**Task statement**
Begin at the line that holds "Phrase: microphone stand base" and retype every line through the end of the material, both included. Leave out the pictures.

**Records provided**

-=-=-=-=-

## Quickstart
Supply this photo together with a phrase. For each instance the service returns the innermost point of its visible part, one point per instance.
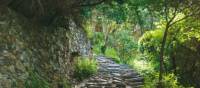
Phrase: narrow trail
(112, 75)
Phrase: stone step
(112, 75)
(137, 79)
(135, 83)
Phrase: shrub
(84, 68)
(110, 52)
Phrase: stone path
(112, 75)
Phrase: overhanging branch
(93, 4)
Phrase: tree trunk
(161, 56)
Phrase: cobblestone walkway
(113, 75)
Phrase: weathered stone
(112, 75)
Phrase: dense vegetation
(158, 38)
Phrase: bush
(110, 52)
(84, 68)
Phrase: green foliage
(84, 68)
(36, 81)
(111, 52)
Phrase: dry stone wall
(28, 51)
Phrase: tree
(171, 20)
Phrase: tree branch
(93, 4)
(184, 18)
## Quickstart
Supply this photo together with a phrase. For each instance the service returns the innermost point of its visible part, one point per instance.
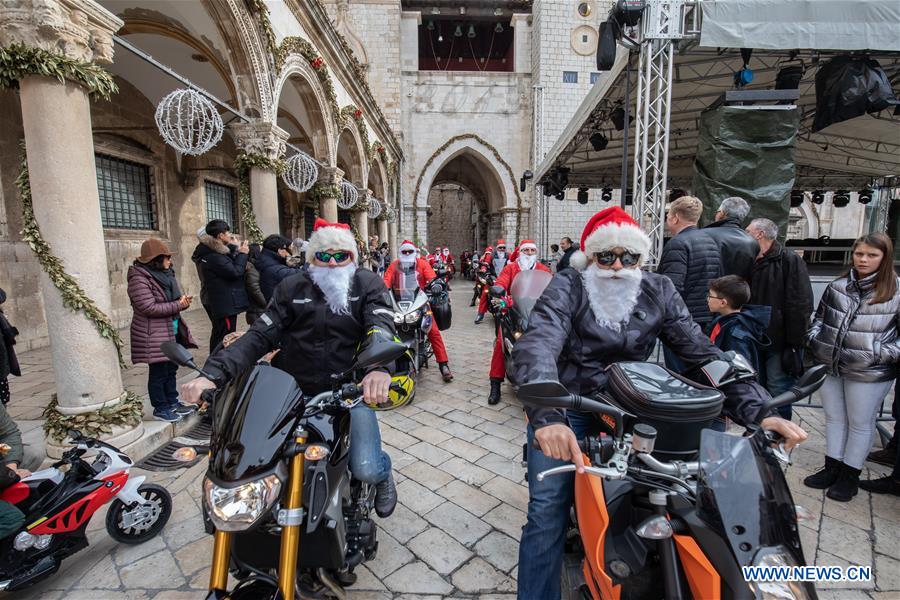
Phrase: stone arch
(487, 156)
(298, 69)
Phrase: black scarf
(166, 279)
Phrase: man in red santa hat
(406, 263)
(319, 318)
(525, 260)
(496, 260)
(584, 322)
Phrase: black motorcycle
(287, 514)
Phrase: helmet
(403, 388)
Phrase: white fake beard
(612, 294)
(526, 262)
(335, 284)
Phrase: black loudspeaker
(606, 47)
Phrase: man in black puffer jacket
(221, 265)
(738, 249)
(691, 259)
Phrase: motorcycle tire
(135, 535)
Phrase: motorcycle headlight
(237, 508)
(777, 556)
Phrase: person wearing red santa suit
(525, 260)
(406, 263)
(496, 260)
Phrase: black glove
(792, 361)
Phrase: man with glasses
(584, 322)
(406, 264)
(496, 260)
(525, 261)
(319, 318)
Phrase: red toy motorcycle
(59, 502)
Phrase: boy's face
(717, 304)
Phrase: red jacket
(424, 272)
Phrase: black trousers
(222, 326)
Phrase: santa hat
(610, 228)
(333, 236)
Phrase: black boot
(445, 372)
(494, 396)
(826, 477)
(846, 486)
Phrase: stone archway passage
(478, 146)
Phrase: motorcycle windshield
(253, 417)
(527, 287)
(742, 493)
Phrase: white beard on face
(335, 284)
(612, 294)
(526, 261)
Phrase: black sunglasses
(608, 258)
(339, 256)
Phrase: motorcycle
(527, 287)
(58, 503)
(287, 516)
(673, 509)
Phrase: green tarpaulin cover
(747, 152)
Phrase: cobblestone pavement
(455, 533)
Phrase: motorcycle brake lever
(606, 473)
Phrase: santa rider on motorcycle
(408, 262)
(496, 260)
(318, 318)
(525, 261)
(584, 322)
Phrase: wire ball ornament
(349, 195)
(374, 207)
(301, 173)
(189, 122)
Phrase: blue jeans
(368, 462)
(161, 385)
(543, 537)
(774, 379)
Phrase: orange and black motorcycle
(668, 508)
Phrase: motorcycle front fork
(290, 519)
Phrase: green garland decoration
(242, 165)
(127, 412)
(494, 151)
(73, 296)
(18, 61)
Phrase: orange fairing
(701, 575)
(593, 521)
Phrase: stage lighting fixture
(841, 198)
(598, 141)
(606, 194)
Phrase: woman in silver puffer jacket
(855, 333)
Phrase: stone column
(269, 140)
(56, 119)
(329, 176)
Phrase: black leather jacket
(315, 343)
(564, 342)
(739, 250)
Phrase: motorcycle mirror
(547, 394)
(178, 354)
(380, 354)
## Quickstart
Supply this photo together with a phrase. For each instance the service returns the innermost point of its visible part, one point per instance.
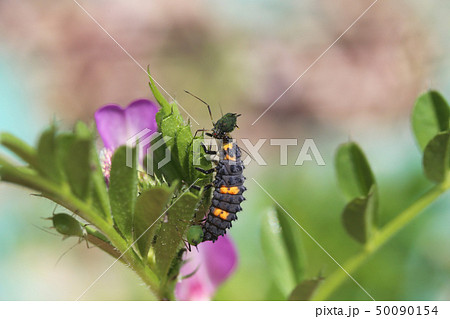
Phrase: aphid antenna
(45, 230)
(209, 108)
(65, 253)
(248, 154)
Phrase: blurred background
(56, 63)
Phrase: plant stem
(380, 238)
(62, 196)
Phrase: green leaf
(305, 290)
(149, 208)
(20, 148)
(292, 242)
(436, 157)
(67, 225)
(100, 198)
(353, 171)
(430, 116)
(276, 253)
(169, 236)
(183, 141)
(203, 163)
(48, 156)
(359, 216)
(98, 239)
(123, 190)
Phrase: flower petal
(117, 125)
(111, 125)
(221, 259)
(213, 263)
(140, 115)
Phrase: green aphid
(194, 235)
(67, 225)
(225, 124)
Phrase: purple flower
(117, 125)
(212, 264)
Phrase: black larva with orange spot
(229, 180)
(227, 196)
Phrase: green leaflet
(353, 171)
(123, 190)
(359, 216)
(430, 116)
(150, 207)
(436, 157)
(168, 237)
(292, 242)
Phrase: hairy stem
(62, 196)
(380, 238)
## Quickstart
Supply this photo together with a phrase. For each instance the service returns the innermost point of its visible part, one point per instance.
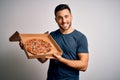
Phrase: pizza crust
(38, 46)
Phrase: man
(74, 45)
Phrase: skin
(64, 20)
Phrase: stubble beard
(63, 29)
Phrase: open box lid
(46, 36)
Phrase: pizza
(37, 46)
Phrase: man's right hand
(21, 45)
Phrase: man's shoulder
(77, 32)
(54, 32)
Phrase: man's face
(64, 19)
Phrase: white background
(99, 20)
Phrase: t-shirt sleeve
(82, 46)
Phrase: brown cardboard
(47, 37)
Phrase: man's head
(63, 16)
(61, 7)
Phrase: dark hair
(61, 7)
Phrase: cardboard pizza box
(16, 37)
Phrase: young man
(74, 45)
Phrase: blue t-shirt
(71, 44)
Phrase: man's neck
(70, 30)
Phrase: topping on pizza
(37, 46)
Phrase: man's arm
(80, 64)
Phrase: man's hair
(61, 7)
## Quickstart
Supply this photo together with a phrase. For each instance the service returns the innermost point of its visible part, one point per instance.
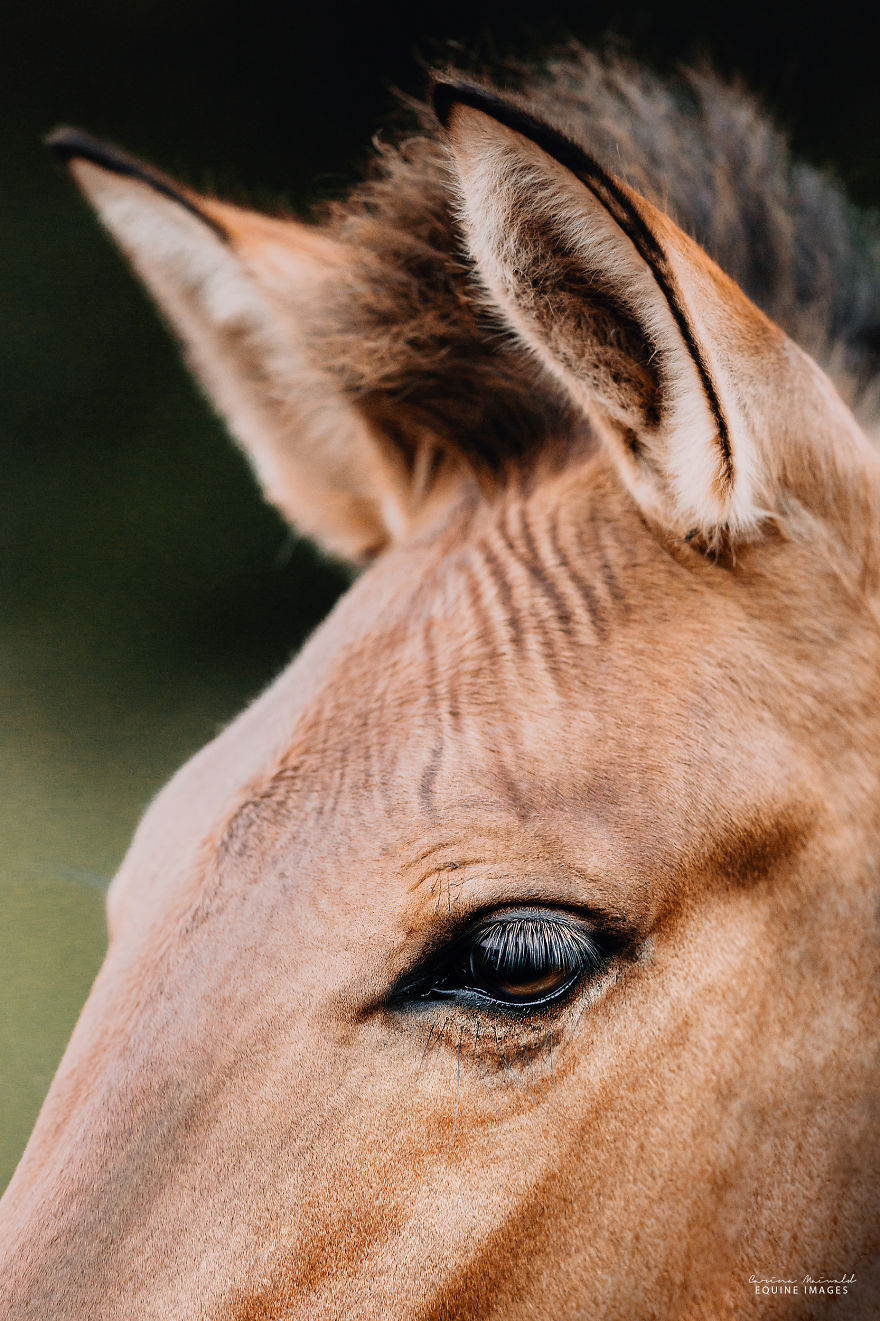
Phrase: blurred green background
(147, 593)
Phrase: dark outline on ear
(447, 93)
(73, 144)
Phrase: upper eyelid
(612, 937)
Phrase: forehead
(535, 670)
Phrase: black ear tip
(66, 142)
(447, 93)
(70, 144)
(443, 98)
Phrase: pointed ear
(702, 399)
(237, 288)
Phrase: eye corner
(513, 961)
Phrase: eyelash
(510, 943)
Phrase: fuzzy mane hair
(407, 332)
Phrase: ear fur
(678, 369)
(237, 289)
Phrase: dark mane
(407, 329)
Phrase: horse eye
(522, 957)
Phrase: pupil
(515, 972)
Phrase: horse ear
(682, 374)
(238, 287)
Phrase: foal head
(512, 954)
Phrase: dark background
(146, 592)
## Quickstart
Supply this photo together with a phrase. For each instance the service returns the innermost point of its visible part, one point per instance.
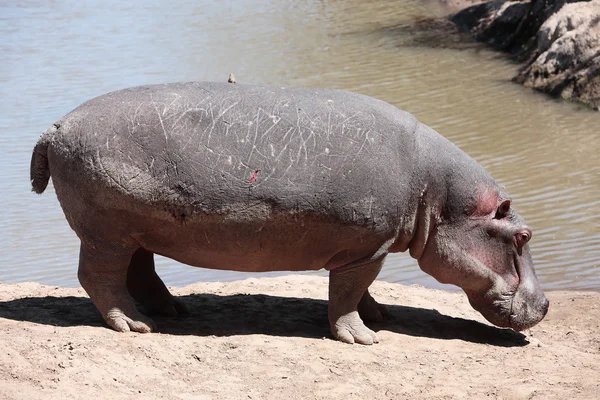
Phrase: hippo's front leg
(347, 286)
(103, 275)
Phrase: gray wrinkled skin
(250, 178)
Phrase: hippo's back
(213, 147)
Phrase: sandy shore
(269, 339)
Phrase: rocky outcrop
(559, 42)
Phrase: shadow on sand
(261, 314)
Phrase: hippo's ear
(503, 209)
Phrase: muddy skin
(248, 178)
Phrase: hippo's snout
(528, 310)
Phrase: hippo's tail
(40, 170)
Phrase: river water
(57, 54)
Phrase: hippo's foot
(103, 275)
(132, 320)
(148, 289)
(348, 296)
(349, 328)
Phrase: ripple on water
(57, 55)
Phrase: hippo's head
(480, 245)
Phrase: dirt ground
(268, 339)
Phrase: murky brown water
(58, 54)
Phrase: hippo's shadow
(261, 314)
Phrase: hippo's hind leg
(103, 274)
(370, 310)
(148, 289)
(347, 287)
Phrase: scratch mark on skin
(214, 121)
(160, 118)
(170, 104)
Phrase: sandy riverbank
(268, 339)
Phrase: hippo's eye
(503, 209)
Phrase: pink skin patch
(488, 199)
(253, 177)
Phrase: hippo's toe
(350, 329)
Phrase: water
(58, 54)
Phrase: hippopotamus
(249, 178)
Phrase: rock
(568, 64)
(559, 41)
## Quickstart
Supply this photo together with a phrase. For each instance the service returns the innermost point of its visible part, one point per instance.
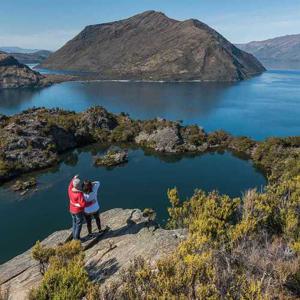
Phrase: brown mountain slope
(283, 51)
(151, 46)
(14, 74)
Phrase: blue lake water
(141, 183)
(267, 105)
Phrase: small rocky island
(34, 139)
(212, 245)
(13, 74)
(112, 158)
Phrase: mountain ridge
(151, 46)
(282, 51)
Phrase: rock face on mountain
(130, 235)
(279, 52)
(31, 58)
(14, 74)
(151, 46)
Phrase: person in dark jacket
(77, 206)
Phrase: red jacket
(77, 202)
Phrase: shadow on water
(141, 183)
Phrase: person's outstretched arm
(83, 203)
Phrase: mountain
(151, 46)
(14, 74)
(32, 58)
(17, 50)
(279, 52)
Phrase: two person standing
(83, 205)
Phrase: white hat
(76, 183)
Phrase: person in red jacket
(77, 205)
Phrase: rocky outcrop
(131, 235)
(112, 158)
(31, 58)
(151, 46)
(16, 75)
(165, 139)
(35, 138)
(13, 74)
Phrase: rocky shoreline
(36, 138)
(14, 74)
(131, 235)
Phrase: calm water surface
(141, 183)
(267, 105)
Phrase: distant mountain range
(32, 58)
(151, 46)
(26, 56)
(280, 52)
(17, 50)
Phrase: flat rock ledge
(130, 235)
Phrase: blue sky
(48, 24)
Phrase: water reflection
(141, 183)
(267, 105)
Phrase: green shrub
(65, 277)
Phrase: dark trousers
(77, 225)
(88, 218)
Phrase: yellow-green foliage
(66, 277)
(242, 144)
(219, 137)
(236, 249)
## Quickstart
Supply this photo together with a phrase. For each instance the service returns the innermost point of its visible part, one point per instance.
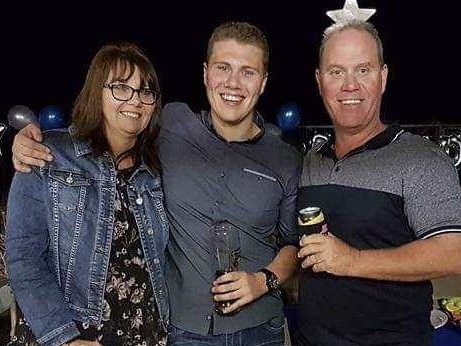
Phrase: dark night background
(46, 50)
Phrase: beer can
(311, 220)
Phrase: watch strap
(272, 281)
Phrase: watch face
(271, 280)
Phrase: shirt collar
(257, 119)
(390, 134)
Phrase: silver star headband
(351, 12)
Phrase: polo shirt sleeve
(432, 194)
(287, 221)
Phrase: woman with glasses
(86, 233)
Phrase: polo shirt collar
(391, 133)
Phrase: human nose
(232, 79)
(350, 82)
(136, 96)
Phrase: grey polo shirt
(252, 184)
(395, 189)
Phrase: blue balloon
(51, 117)
(20, 116)
(289, 117)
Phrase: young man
(392, 201)
(218, 165)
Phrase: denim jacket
(59, 235)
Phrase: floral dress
(130, 315)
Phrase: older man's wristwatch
(272, 282)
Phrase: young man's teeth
(230, 97)
(350, 102)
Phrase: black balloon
(19, 116)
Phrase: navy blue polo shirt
(395, 189)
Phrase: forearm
(285, 263)
(419, 260)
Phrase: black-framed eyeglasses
(124, 92)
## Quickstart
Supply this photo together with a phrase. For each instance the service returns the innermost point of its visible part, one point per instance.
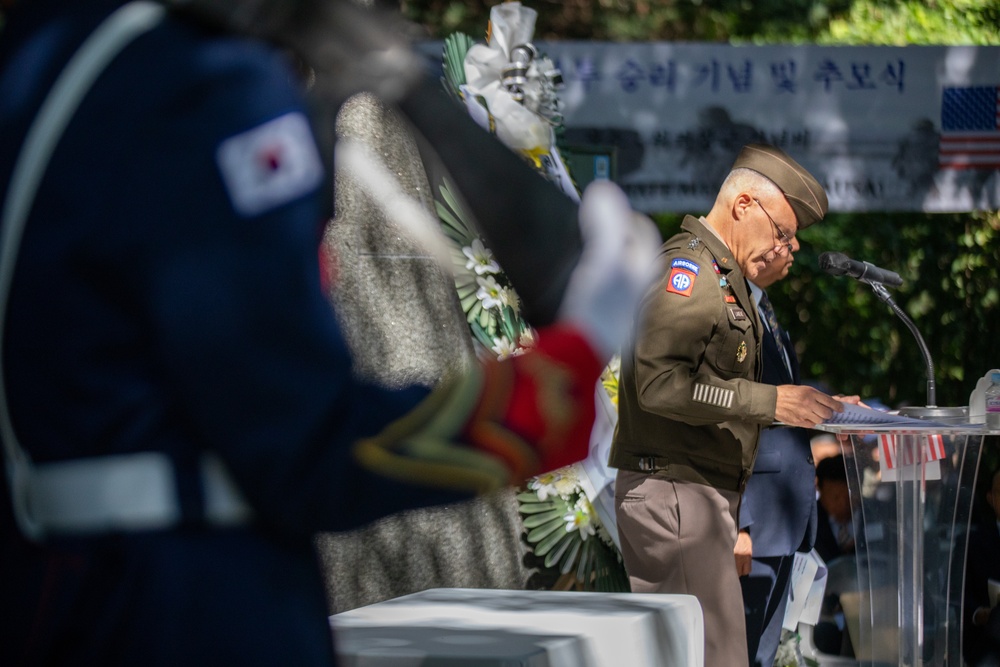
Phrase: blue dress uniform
(167, 300)
(778, 509)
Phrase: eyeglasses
(783, 238)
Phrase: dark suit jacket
(779, 504)
(982, 563)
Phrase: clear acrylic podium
(910, 537)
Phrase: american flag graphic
(910, 450)
(970, 128)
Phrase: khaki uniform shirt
(690, 403)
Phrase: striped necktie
(772, 323)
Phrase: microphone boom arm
(883, 294)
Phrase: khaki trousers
(678, 537)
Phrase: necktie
(772, 323)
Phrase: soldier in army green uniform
(691, 404)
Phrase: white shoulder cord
(117, 31)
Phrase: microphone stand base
(945, 415)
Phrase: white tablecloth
(483, 628)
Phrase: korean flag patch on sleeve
(270, 165)
(682, 275)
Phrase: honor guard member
(691, 404)
(178, 412)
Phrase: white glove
(617, 265)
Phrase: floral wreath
(511, 90)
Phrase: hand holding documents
(856, 414)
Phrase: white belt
(125, 492)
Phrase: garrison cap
(803, 192)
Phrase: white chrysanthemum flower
(544, 485)
(480, 258)
(527, 338)
(579, 518)
(567, 484)
(490, 292)
(511, 300)
(503, 348)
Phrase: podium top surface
(857, 420)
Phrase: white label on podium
(805, 595)
(903, 455)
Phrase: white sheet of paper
(805, 594)
(931, 471)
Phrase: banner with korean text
(882, 128)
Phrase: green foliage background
(845, 336)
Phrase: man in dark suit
(835, 514)
(981, 622)
(778, 511)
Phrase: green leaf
(543, 518)
(570, 559)
(538, 507)
(541, 532)
(551, 541)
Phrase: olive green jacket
(689, 401)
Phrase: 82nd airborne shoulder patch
(682, 275)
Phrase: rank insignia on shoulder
(686, 264)
(681, 281)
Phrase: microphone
(839, 264)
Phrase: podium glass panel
(911, 528)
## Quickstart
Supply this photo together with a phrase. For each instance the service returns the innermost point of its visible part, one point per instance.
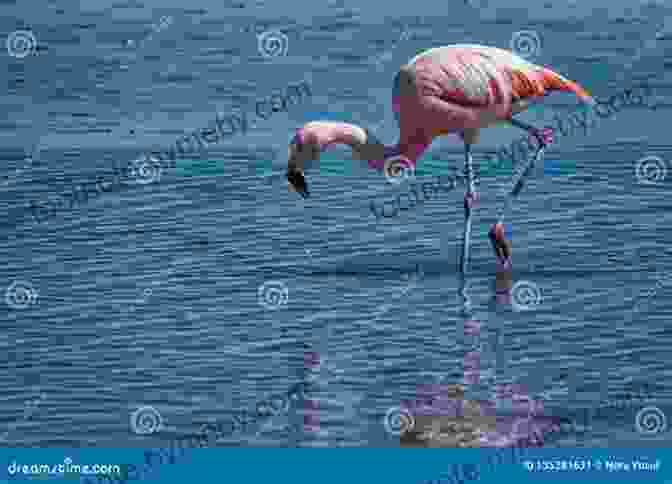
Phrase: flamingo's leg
(470, 199)
(497, 236)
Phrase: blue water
(147, 294)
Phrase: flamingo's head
(299, 154)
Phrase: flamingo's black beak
(297, 183)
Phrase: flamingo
(455, 89)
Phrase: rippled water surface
(148, 294)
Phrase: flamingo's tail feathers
(555, 82)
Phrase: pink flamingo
(456, 89)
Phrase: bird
(454, 89)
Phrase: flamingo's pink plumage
(448, 90)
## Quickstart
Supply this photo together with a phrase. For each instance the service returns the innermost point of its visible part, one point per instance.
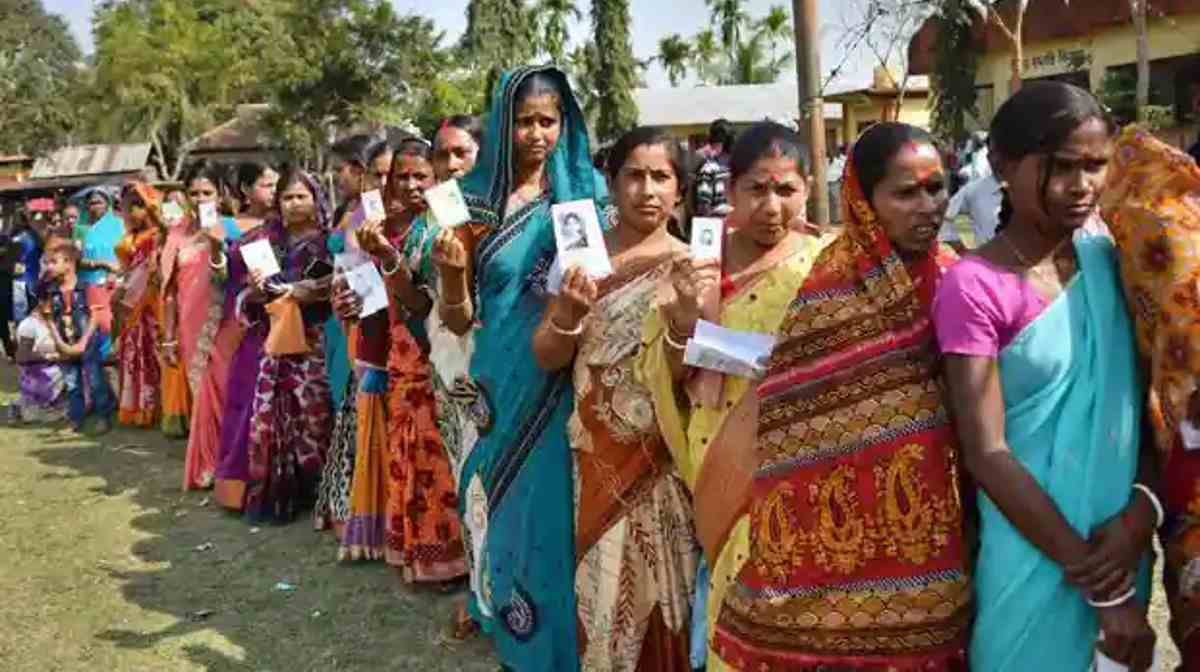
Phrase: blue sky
(652, 21)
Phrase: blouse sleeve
(967, 323)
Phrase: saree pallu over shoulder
(635, 541)
(856, 553)
(709, 445)
(1072, 415)
(516, 485)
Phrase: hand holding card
(580, 239)
(259, 257)
(448, 205)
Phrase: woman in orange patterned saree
(137, 303)
(635, 546)
(1152, 207)
(856, 552)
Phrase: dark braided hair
(1038, 120)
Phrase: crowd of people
(952, 461)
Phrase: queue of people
(947, 462)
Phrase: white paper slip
(208, 215)
(172, 213)
(367, 283)
(737, 353)
(448, 205)
(372, 205)
(1191, 435)
(259, 257)
(706, 238)
(580, 239)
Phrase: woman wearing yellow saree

-=-=-=-=-

**Output of the exercise**
Phrase: microphone stand base
(945, 415)
Phrase: white tablecloth
(483, 628)
Phrase: korean flag patch on sleeve
(270, 165)
(682, 275)
Phrase: honor guard member
(691, 404)
(178, 412)
Phrase: white glove
(617, 265)
Phrase: floral wreath
(511, 90)
Phrase: hand holding documents
(856, 414)
Phrase: white belt
(125, 492)
Phrase: garrison cap
(803, 192)
Phrase: white chrysanthemum flower
(544, 485)
(480, 258)
(527, 338)
(579, 518)
(567, 484)
(490, 292)
(511, 300)
(503, 348)
Phrase: podium top surface
(857, 420)
Phrase: white label on podium
(805, 595)
(903, 455)
Phrase: white sheet of paper
(805, 594)
(931, 471)
Phrase: banner with korean text
(882, 128)
Phrase: green foliage background
(845, 336)
Phrase: man in dark suit
(835, 514)
(981, 622)
(778, 511)
Phrase: green leaf
(543, 518)
(570, 559)
(538, 507)
(541, 532)
(551, 541)
Phrase: olive green jacket
(689, 401)
Phrase: 82nd airborne shoulder patch
(682, 275)
Phrase: rank insignia on shoulder
(686, 264)
(681, 281)
Phrase: microphone
(839, 264)
Phrase: podium glass panel
(911, 528)
## Quickstart
Supply this photo together with a phrase. For each instance the service returns the innermost point of its visible part, one point per instance.
Phrase: flamingo's leg
(470, 199)
(497, 236)
Phrase: blue water
(147, 294)
Phrase: flamingo's head
(299, 154)
Phrase: flamingo's black beak
(297, 183)
Phrase: flamingo
(455, 89)
Phrase: rippled water surface
(148, 294)
Phrase: flamingo's tail feathers
(555, 82)
Phrase: pink flamingo
(456, 89)
Phrase: bird
(454, 89)
Phrase: flamingo's pink plumage
(448, 90)
## Quickstart
Supply this photo together with a phrase. For each instance the service returns the innermost point of its visible part, one point per instance.
Phrase: blue sky
(652, 21)
Phrase: blouse sleeve
(967, 323)
Phrase: saree pallu over shoulder
(635, 541)
(856, 553)
(709, 445)
(1072, 415)
(516, 485)
Phrase: hand holding card
(580, 239)
(259, 257)
(448, 205)
Phrase: woman in orange patterned saree
(137, 303)
(635, 546)
(1152, 207)
(856, 552)
Phrase: dark braided hair
(1038, 120)
Phrase: crowd of people
(952, 461)
Phrase: queue of people
(947, 462)
Phrase: white paper slip
(208, 215)
(172, 213)
(367, 283)
(737, 353)
(448, 205)
(372, 205)
(1191, 435)
(259, 257)
(706, 238)
(580, 239)
Phrase: woman wearing yellow saree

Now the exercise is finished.